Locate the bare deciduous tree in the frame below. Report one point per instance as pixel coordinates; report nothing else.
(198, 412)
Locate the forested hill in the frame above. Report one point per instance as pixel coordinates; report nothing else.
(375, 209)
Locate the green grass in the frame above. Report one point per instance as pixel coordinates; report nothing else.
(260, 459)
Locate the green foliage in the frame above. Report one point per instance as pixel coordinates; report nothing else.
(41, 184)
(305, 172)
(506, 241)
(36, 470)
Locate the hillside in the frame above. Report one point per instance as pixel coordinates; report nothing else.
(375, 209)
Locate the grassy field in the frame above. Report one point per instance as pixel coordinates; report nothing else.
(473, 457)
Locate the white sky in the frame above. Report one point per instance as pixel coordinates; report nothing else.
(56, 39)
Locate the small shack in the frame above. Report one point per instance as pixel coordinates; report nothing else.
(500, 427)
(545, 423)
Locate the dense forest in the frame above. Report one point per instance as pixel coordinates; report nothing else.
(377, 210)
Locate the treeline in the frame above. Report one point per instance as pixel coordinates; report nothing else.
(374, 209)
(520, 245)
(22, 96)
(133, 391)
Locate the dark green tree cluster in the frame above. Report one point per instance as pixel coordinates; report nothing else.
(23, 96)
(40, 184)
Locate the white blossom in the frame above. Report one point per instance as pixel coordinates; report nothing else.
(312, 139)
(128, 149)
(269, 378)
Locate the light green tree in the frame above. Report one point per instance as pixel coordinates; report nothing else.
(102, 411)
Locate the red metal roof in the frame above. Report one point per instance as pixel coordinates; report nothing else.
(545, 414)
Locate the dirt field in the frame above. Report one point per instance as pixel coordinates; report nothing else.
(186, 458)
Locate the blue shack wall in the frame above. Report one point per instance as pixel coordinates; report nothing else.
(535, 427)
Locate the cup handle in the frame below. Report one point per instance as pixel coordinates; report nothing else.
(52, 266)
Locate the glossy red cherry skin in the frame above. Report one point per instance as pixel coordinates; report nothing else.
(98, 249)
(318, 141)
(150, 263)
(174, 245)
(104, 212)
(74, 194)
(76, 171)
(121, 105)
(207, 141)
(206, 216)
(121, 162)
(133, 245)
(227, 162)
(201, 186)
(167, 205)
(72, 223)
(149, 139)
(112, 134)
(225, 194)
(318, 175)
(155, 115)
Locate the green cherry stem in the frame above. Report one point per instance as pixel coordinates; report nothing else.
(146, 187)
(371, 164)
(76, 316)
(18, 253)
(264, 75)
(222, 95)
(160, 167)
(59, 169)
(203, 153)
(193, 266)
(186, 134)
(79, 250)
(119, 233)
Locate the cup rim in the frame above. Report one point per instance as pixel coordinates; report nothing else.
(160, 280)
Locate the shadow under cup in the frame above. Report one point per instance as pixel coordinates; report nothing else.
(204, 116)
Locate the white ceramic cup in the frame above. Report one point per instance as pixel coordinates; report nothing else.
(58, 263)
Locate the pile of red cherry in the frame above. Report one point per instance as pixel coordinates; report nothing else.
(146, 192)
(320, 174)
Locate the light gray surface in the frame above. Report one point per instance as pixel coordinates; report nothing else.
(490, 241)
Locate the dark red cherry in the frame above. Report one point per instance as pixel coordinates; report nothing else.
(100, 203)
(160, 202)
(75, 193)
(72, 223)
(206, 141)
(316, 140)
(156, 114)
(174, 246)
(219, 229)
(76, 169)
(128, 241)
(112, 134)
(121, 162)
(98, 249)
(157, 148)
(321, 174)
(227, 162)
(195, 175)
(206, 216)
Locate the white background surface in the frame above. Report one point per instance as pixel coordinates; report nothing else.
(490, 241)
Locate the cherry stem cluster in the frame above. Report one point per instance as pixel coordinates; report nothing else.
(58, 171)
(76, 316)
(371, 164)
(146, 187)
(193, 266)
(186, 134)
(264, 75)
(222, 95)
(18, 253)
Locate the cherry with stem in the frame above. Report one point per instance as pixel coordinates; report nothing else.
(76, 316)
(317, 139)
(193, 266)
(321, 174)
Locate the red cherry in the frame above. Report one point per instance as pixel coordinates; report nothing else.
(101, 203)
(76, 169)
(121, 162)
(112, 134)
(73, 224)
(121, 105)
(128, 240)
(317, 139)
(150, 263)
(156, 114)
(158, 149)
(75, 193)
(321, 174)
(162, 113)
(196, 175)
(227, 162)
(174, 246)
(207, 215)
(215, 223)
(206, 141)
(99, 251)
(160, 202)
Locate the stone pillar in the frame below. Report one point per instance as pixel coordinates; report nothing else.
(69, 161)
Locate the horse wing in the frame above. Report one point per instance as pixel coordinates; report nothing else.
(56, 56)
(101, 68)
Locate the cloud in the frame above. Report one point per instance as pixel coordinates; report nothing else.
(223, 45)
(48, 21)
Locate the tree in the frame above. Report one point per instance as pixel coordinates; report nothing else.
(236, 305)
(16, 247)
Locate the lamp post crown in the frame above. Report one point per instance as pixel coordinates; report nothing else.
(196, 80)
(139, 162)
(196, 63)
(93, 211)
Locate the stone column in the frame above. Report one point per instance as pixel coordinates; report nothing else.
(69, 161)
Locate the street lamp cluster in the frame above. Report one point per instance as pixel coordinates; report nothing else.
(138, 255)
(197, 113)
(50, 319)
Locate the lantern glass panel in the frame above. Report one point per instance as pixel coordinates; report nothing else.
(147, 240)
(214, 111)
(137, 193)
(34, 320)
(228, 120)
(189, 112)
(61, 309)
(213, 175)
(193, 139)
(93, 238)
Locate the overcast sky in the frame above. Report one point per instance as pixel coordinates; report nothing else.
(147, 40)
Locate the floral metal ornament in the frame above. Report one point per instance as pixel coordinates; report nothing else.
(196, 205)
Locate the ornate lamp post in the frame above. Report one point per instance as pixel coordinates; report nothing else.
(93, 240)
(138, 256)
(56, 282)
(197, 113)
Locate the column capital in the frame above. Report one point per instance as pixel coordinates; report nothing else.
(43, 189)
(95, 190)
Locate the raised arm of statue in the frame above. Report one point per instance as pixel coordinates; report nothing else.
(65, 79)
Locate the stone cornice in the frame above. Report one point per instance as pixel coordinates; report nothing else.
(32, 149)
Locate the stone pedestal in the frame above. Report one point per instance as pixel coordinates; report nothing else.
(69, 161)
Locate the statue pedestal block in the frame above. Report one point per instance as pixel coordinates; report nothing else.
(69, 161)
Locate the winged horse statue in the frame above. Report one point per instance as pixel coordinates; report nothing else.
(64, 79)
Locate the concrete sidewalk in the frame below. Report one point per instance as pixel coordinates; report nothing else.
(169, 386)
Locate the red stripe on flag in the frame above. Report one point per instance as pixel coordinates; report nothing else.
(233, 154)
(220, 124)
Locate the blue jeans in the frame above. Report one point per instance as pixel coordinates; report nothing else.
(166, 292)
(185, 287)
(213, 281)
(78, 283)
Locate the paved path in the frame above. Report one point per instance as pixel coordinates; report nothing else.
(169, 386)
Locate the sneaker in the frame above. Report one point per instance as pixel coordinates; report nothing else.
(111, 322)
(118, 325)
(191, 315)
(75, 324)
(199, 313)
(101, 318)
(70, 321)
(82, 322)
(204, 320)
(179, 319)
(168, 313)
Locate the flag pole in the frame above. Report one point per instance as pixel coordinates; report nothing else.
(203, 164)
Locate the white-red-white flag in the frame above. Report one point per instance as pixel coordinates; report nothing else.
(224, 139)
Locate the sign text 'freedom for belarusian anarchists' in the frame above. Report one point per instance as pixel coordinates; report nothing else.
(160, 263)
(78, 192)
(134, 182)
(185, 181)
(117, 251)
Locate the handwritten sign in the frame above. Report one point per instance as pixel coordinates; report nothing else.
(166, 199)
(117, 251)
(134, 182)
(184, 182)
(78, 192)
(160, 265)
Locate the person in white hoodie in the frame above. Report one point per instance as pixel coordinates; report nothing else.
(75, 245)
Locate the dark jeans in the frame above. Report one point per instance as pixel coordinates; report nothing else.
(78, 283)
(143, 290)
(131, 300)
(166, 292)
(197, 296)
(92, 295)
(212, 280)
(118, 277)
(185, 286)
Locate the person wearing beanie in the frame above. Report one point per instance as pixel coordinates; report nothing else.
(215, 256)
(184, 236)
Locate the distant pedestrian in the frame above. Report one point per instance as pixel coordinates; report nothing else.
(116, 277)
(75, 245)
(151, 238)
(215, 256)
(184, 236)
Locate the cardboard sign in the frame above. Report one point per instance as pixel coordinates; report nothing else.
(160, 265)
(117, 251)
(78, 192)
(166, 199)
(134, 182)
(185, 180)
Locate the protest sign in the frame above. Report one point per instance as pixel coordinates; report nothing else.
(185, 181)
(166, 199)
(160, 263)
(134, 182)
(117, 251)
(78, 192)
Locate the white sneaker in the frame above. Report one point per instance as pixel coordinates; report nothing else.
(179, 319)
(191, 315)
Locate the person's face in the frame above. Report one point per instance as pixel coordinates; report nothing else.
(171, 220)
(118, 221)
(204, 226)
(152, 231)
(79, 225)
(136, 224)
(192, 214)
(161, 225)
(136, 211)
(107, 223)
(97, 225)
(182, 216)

■ **WORK INSTRUCTIONS**
Once the line containing "Locate the sign" is found, print it and every line after it through the end of the listing, exactly and alone.

■ **ANSWER TO THIS PROBLEM**
Locate the sign text 'freedom for belarusian anarchists' in the frame above. Report one point per instance as pixel coordinates; report nothing else.
(160, 263)
(78, 192)
(134, 182)
(185, 181)
(117, 251)
Locate the handwritten sign in the frame above. Report one point per instance as pixel coordinates; report nothing else.
(166, 199)
(117, 251)
(134, 182)
(184, 182)
(78, 192)
(160, 265)
Locate the person in white hoodie in the frame above. Report one point per instance as pixel coordinates; report nothing else.
(75, 245)
Locate the dark jeans in the frame above. Report one point per instance as pixel coordinates; report nothing else.
(78, 283)
(143, 290)
(131, 300)
(166, 292)
(197, 296)
(92, 295)
(212, 280)
(118, 277)
(185, 286)
Locate the person wearing beanie in the frame above. Report one point per instance as pixel coordinates; report nothing else.
(215, 256)
(184, 236)
Locate the distant pedestrian in the frame above. Report one point per instance as pixel coordinates; report nothing else.
(116, 277)
(75, 245)
(151, 238)
(215, 256)
(184, 236)
Locate the cardboard sign in the frame above. Report one point per instance as pixel coordinates; report nothing else.
(160, 265)
(117, 251)
(78, 192)
(166, 199)
(134, 182)
(185, 180)
Locate the protest sign in the frame above. Report one point per instance as pixel coordinates; report nothing else.
(185, 181)
(166, 199)
(160, 263)
(134, 182)
(117, 251)
(78, 192)
Locate the white sneaker in the frame above. Report one point per instance as pixel coordinates; report nothing else.
(179, 319)
(191, 315)
Locate the person's face in the frame above. Report one point per instance as pixel coordinates; report nothing else.
(171, 220)
(118, 221)
(204, 226)
(152, 231)
(79, 225)
(136, 224)
(192, 214)
(161, 225)
(136, 211)
(107, 223)
(97, 225)
(182, 216)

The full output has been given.